What you are asked to do
Beginning with the line that holds "Tag one point", set down each line of the data below through the very last, exactly as given, and nothing beyond that.

**** Information provided

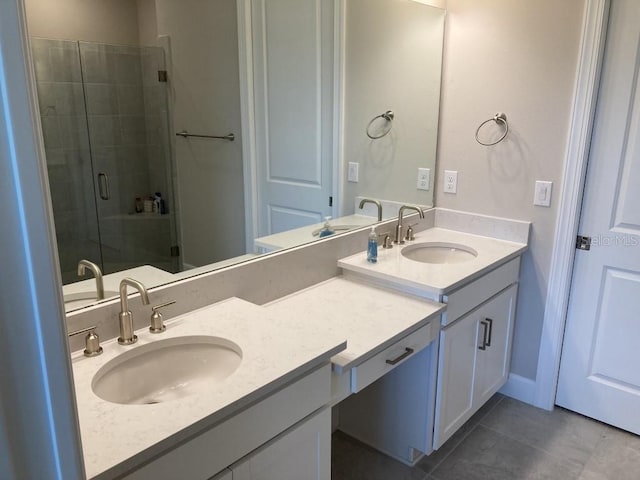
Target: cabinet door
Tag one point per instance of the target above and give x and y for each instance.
(456, 366)
(494, 355)
(301, 453)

********

Task solution
Tag one point per instance of the target above and give x and y for each instance.
(456, 366)
(494, 355)
(301, 453)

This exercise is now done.